* _Task instructions_
Identify every line below that contains the word "yellow" and copy each of those lines.

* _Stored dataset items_
####################
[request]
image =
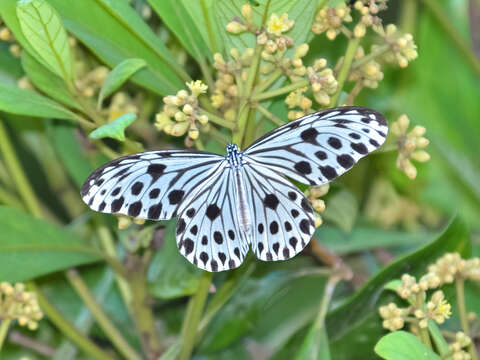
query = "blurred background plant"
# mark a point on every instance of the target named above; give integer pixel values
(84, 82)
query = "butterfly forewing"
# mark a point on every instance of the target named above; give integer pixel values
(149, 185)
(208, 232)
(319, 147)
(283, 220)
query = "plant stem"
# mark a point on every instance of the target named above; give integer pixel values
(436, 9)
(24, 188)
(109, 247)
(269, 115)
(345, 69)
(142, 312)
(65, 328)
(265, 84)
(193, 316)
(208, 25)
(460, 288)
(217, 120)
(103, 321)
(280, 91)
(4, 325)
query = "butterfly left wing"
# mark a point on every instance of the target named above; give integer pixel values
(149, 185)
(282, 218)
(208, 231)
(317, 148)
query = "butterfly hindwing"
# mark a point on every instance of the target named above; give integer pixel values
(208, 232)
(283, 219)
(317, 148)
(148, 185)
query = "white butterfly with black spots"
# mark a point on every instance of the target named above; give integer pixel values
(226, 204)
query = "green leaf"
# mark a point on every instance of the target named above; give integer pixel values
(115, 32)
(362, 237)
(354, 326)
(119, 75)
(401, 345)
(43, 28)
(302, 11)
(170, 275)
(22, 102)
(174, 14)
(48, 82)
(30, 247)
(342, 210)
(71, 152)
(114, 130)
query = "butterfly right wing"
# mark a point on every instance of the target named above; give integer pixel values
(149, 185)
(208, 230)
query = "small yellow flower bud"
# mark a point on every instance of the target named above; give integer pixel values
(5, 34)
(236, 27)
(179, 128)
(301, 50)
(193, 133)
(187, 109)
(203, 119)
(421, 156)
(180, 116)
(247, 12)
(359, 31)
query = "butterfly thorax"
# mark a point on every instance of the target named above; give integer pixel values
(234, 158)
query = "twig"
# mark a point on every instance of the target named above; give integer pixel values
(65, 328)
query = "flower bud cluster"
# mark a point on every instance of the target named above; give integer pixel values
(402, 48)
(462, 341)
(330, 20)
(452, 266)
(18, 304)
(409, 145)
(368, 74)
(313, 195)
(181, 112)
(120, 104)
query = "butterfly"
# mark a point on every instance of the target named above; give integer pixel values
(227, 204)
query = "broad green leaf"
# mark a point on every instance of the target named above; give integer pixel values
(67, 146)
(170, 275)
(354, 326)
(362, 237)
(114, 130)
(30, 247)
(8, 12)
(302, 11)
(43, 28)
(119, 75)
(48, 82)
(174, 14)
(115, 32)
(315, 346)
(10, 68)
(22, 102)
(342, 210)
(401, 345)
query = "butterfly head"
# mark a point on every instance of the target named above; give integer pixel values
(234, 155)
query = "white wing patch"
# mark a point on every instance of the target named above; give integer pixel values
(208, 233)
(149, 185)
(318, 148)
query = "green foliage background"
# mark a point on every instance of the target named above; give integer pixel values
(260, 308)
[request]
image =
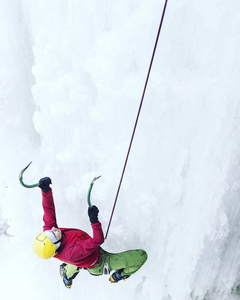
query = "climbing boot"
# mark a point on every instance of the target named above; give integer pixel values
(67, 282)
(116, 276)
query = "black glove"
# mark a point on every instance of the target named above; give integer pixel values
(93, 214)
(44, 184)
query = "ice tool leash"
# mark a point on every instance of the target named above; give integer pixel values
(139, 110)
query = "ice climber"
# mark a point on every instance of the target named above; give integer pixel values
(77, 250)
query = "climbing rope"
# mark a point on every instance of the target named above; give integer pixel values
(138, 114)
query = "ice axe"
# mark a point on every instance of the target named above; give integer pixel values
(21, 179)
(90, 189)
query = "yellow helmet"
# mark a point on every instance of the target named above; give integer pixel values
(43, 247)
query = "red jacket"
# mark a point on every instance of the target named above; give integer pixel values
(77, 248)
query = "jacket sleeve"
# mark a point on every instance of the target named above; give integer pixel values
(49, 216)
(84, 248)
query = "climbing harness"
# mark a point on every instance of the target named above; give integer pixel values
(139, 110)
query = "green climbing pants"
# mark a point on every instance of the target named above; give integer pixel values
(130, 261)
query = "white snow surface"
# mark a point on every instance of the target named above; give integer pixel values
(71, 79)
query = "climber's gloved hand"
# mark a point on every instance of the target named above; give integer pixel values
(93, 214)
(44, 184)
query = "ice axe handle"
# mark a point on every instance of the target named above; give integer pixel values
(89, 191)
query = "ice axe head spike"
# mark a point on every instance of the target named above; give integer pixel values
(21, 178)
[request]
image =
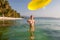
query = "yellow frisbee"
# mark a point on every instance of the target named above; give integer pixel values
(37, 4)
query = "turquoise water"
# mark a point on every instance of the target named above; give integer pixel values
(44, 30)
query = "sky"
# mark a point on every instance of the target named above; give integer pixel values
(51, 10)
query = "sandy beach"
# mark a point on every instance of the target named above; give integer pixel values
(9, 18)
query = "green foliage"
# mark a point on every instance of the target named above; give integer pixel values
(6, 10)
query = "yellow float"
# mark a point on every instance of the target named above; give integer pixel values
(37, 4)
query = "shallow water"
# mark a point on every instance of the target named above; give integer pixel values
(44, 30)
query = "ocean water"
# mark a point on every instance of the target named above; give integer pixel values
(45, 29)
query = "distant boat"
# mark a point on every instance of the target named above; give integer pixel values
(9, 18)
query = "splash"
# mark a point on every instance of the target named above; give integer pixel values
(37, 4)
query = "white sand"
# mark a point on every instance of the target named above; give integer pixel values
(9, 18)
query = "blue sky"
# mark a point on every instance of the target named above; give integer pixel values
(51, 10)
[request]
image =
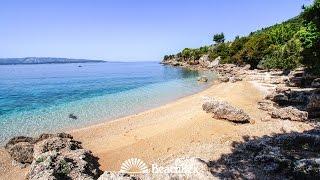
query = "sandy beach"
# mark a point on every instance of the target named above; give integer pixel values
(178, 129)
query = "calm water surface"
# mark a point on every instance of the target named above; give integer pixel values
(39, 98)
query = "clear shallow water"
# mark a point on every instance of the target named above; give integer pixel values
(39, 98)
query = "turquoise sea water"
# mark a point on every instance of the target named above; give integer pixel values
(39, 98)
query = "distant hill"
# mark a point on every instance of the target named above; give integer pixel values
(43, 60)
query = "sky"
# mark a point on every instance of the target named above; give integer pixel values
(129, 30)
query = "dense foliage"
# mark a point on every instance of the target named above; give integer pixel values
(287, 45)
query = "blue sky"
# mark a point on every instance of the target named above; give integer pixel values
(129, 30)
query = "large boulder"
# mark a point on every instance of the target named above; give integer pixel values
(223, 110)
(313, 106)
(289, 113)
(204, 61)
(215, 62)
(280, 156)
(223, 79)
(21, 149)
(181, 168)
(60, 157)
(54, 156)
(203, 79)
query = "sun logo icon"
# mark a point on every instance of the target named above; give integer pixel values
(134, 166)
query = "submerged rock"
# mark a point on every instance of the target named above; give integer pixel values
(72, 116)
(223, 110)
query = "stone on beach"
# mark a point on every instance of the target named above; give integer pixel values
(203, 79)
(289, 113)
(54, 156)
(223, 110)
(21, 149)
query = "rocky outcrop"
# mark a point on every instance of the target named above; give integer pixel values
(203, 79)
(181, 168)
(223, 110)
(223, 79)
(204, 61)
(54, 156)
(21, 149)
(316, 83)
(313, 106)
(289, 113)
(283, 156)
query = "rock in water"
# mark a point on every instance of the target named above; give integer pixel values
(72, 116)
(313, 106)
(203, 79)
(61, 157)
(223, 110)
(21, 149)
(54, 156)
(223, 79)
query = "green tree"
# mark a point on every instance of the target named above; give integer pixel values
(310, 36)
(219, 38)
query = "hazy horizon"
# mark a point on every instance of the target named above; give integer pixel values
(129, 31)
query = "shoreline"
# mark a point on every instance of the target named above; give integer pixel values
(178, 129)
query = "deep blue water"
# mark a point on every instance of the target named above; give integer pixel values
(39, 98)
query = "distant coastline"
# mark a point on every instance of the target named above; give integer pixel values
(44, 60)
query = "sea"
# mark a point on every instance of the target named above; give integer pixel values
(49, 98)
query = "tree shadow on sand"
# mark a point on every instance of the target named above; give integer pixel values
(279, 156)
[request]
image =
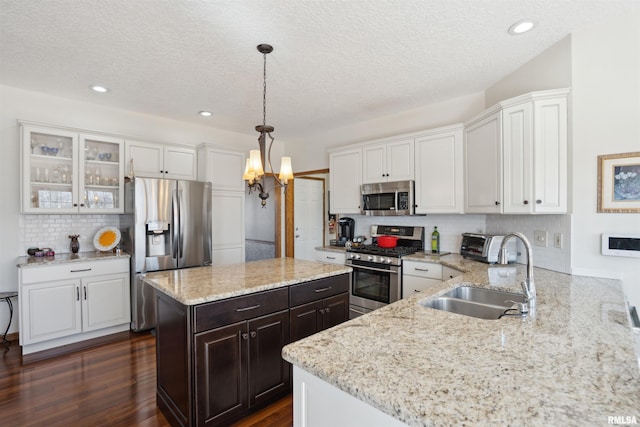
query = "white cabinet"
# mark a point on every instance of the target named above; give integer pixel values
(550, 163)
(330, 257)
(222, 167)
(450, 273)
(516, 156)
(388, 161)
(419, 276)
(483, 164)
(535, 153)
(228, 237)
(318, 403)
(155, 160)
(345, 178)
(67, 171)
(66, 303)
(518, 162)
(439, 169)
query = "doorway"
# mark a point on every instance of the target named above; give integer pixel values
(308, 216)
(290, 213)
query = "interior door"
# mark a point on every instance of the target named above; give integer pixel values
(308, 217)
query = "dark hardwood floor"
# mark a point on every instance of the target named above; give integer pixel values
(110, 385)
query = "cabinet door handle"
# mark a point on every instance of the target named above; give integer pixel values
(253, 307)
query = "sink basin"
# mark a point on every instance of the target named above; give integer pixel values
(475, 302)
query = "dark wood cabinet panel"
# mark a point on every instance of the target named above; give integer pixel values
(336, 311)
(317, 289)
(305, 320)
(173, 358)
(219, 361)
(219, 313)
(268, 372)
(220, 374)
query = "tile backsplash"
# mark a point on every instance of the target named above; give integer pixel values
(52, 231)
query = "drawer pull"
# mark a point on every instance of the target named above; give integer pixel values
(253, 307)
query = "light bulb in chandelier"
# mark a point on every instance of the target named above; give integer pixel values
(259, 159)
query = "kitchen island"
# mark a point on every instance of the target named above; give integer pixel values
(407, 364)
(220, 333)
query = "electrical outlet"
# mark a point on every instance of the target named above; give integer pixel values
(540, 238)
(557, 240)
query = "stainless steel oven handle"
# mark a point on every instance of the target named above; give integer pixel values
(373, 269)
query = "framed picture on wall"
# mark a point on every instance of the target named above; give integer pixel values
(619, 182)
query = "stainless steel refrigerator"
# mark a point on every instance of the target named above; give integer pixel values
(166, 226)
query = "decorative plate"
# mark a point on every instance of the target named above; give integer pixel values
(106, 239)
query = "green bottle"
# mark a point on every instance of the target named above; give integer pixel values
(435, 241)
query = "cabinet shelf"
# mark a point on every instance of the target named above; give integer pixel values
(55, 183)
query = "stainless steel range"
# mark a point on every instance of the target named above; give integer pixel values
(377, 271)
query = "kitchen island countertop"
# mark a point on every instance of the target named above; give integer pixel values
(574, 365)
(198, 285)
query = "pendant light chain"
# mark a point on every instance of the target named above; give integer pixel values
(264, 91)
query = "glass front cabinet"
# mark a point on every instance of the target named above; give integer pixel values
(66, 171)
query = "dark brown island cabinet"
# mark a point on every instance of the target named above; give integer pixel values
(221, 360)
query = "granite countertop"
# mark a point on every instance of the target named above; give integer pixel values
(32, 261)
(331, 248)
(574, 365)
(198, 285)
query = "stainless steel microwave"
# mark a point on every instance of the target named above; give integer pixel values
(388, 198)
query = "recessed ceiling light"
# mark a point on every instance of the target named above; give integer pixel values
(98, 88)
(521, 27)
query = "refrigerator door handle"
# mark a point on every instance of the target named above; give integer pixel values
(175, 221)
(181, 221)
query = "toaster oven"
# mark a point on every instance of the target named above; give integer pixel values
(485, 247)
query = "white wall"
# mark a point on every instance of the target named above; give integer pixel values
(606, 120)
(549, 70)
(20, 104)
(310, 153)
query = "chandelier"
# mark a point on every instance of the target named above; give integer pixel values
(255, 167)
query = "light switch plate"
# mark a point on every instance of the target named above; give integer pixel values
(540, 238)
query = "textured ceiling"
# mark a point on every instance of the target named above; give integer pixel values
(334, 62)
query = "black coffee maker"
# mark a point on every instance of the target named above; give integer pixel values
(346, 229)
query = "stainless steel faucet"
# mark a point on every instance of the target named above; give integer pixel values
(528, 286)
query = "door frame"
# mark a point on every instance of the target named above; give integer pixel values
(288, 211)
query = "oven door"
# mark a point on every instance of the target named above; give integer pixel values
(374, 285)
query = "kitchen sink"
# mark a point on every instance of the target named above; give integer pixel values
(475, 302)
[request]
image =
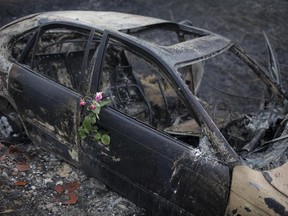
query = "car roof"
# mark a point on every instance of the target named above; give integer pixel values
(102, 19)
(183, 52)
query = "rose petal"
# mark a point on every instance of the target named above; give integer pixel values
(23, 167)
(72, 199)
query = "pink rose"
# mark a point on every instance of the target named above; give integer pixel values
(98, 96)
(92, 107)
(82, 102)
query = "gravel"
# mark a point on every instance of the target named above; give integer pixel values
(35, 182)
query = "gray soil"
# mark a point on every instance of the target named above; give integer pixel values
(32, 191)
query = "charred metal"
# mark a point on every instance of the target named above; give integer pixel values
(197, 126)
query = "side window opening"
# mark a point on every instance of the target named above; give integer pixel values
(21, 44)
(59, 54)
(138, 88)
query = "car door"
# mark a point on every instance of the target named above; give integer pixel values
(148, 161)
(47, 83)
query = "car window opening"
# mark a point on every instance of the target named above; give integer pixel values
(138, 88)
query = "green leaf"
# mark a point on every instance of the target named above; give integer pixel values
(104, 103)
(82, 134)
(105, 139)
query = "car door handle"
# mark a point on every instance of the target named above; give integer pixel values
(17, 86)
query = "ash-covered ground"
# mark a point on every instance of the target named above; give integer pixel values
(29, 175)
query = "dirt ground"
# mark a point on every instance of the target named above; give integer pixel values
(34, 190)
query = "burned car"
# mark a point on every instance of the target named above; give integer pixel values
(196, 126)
####################
* _Correct result_
query = "small yellow flower bud"
query = "yellow helmet"
query = "yellow frisbee"
query = "yellow float"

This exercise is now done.